Problem description: Retype the listing below line for line, without changing anything, and leave out the pictures.

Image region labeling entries
---
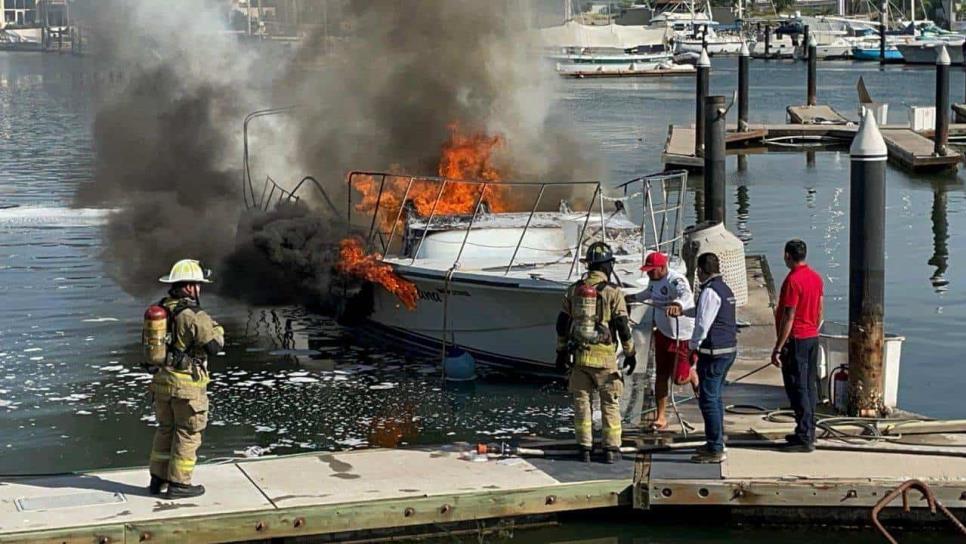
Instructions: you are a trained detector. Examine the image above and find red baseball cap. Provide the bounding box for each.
[641,251,667,272]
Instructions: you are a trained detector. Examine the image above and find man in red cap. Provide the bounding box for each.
[629,251,698,431]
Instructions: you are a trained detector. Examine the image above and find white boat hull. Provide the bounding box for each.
[557,60,695,77]
[674,38,753,56]
[896,42,963,64]
[369,273,650,372]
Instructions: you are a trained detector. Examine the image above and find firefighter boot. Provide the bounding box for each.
[148,474,168,495]
[604,448,621,465]
[164,482,205,500]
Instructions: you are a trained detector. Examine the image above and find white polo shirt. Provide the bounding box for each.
[633,268,694,341]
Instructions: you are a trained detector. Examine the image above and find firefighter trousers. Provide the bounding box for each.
[151,394,208,484]
[569,365,624,448]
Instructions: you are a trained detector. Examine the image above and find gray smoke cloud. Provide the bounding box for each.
[76,0,599,302]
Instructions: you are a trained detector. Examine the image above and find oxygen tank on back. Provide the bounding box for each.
[573,283,597,344]
[141,304,168,366]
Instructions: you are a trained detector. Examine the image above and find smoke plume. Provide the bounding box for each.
[76,0,598,302]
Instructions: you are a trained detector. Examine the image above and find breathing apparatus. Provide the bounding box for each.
[141,259,211,370]
[570,242,614,351]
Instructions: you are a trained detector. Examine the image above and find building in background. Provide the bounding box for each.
[0,0,71,50]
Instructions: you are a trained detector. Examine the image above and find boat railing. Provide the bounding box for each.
[346,171,687,278]
[251,176,342,217]
[616,170,688,259]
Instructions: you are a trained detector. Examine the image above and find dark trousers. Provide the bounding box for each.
[698,353,737,453]
[781,338,818,444]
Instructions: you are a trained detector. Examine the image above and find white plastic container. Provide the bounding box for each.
[909,106,936,132]
[818,321,905,408]
[684,223,748,307]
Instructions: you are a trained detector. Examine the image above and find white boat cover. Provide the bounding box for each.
[534,21,670,49]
---
Task solution:
Instructions: you are a trained detector. Examine the image above and find red baseball cap. Provide the bounding box for each.
[641,251,667,272]
Instructions: you are a trained detector. Examine the image above and find man in red cap. Provide the bounding box for each.
[629,251,698,431]
Instructions: you are a trained detector. Examine the image above and find white boat hull. Provide the bounding box for each.
[557,60,695,77]
[674,38,753,56]
[896,42,963,64]
[369,273,650,372]
Instructions: you are a trained detector. Examine the image above and find firefighter boot. Provide the bounding box for each.
[148,474,168,495]
[604,448,621,465]
[164,482,205,500]
Instructions: you are a trained detector. Examine the image above and find white polo shirt. Provide the bounding box for each.
[633,268,694,341]
Instructions: you are a trained detector. Examine the image above and find firefighter trousers. Provide the bounding box for each.
[151,394,208,484]
[569,365,624,448]
Instructions: you are a trained detector. Examine the image above and find gray smoke cloud. Provide the bounding box for each.
[76,0,599,302]
Instructions: you are a trained detector. Examine the image above and find oxygen tank on back. Provide the bounding box for each.
[573,283,597,344]
[141,304,168,366]
Instructions: you are a trained detector. Examine the image above and find smoke plume. Provide the bounding box for each.
[76,0,598,302]
Instructions: you are a trained detector. Examine the image above and find breathing apparatus. Provide the bounding box for each.
[141,259,211,370]
[570,242,614,351]
Instructions: you are a trained detector. Examine the image above and find building in background. Provide the bounding box for each.
[0,0,71,50]
Instructions: you are a trained detector. Examine the image above and find boat railing. Provide the bounding box for each.
[346,171,687,278]
[251,176,342,217]
[616,170,688,259]
Instructions: you are a trained detector. Examine the image above and find dark trousers. Provide the bounding box for each.
[698,353,737,453]
[781,338,818,444]
Instructions: you are a trained detector. Examine the image above and find white plastic container. Provide the bounding box for each.
[909,106,936,132]
[818,321,905,408]
[684,223,748,307]
Instructions: you are a trained detector. Examine the image above and find white boat cover. Provide the bounding box for each.
[534,21,670,49]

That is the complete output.